| Exercise task |
Go through the data and copy every line exactly, but not the images.

| Given records |
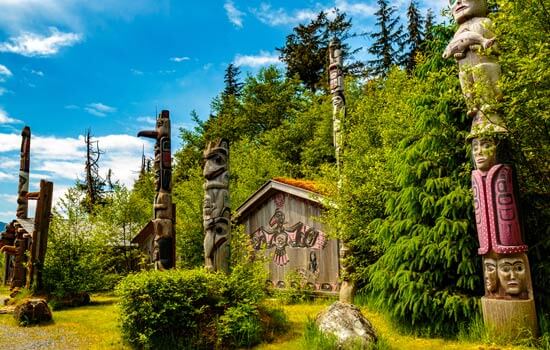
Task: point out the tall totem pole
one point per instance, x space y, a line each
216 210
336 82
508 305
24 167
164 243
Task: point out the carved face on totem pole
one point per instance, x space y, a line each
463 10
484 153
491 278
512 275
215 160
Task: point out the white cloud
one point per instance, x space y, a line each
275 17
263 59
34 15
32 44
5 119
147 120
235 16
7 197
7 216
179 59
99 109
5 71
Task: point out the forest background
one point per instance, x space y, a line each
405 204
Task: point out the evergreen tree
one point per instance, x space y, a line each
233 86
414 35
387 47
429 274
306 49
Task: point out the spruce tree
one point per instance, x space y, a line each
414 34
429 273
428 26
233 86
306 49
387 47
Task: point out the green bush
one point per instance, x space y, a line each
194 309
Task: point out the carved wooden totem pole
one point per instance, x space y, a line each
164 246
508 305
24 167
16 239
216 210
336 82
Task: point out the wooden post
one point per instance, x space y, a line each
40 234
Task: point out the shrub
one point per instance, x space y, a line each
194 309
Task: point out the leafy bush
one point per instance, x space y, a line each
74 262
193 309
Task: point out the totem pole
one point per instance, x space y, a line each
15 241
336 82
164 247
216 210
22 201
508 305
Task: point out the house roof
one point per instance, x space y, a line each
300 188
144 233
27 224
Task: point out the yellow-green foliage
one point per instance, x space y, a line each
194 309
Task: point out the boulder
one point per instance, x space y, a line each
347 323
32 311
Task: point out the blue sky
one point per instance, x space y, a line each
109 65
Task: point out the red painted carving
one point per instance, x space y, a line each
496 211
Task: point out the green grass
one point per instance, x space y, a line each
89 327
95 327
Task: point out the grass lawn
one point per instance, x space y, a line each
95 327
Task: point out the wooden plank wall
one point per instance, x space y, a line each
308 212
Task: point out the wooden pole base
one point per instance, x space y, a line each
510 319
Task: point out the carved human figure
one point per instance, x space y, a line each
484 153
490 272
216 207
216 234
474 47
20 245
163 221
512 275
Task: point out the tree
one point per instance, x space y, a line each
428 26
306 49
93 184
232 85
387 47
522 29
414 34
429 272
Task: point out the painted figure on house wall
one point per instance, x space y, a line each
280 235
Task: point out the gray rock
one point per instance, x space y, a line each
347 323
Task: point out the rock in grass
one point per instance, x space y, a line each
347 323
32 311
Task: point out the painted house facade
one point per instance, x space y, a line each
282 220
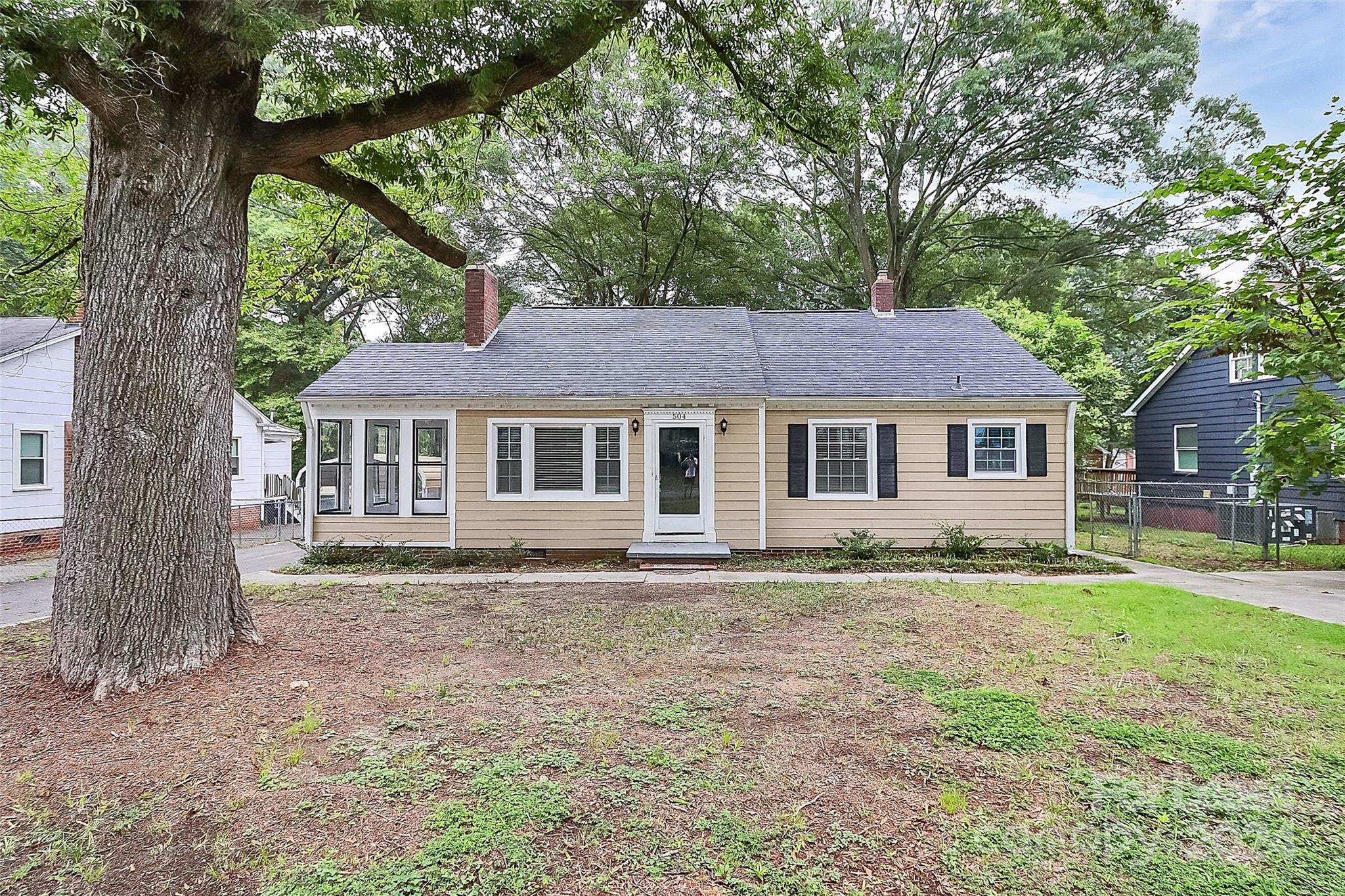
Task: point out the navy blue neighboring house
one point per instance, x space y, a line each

| Complete response |
Task: point out the tall totem pole
one point per instance, x space y, a line each
216 210
336 82
508 305
24 167
164 243
Task: point out the carved face on totem pole
one point per instance, x space y, a line each
463 10
484 153
491 278
512 275
215 160
Task: point out the white cloud
one point per instance, x space y, a line each
275 17
263 59
34 15
32 44
5 119
147 120
235 16
7 197
7 216
179 59
99 109
5 71
Task: point out the forest background
one point per instance, x space y, a line each
405 204
Task: point out the evergreen tree
one point per instance, x space y, a line each
233 86
414 35
387 47
429 274
306 49
Task: point out the spruce tree
one point per instance, x space y, a line each
414 34
429 273
428 26
233 86
306 49
387 47
Task: point out the green bush
one point per instance, x space y, a line each
194 309
Task: point out the carved wooden totem pole
one point per instance, x space y, a line each
164 246
508 305
24 167
16 239
216 210
336 82
Task: point out the wooden post
one point per instance, x space y, a line each
40 234
Task: point out the shrub
one point per instance, x space y, a line each
194 309
Task: point out the leafy bush
one point per instance, x space y, a line each
74 262
193 309
Task: point out the totem pole
one point per instance, x space y, a line each
15 241
336 82
164 247
216 210
22 201
508 305
Task: point out the house roof
one point per instance, x space y, a line each
300 188
144 233
27 224
Task: point out the yellow-green foliage
one point per instance, x space y, a line each
194 309
Task: point out the boulder
one point per instance, x space y, a line each
347 323
32 311
Task: point out the blue sky
one point per instance, x space y, a line each
109 65
Task: point out the red painted carving
one point per instance, x space y, a line each
496 211
Task: point out the green grass
one point per instance, x space y, a line each
89 327
95 327
Task: point out the grass lawn
one point per instance, x space y, a line each
95 327
Task: point out the wooden plank wall
one point per instance, x space y, a line each
308 212
Task: point out the wooden pole base
one point per instance, x space y, a line each
510 319
Task: point out the carved human figure
one point per instance, x space y, a line each
484 153
490 272
216 207
216 234
474 47
20 245
163 221
512 275
Task: point out the tree
one point per instance, x space y, a line each
428 26
306 49
93 184
232 85
387 47
522 29
414 34
429 272
Task: point out the painted figure on house wall
one point per instance, x space y, a line each
280 235
Task: point out the gray rock
one point per instance, x space y, a line each
347 323
Task: point out the rock in grass
one point per instance, x space y, a line each
347 323
32 311
Task: point out the painted house facade
one point per instance, x space y, a line each
282 220
Task: point out the navy blue neighboring house
one point per instance, x space y, a line each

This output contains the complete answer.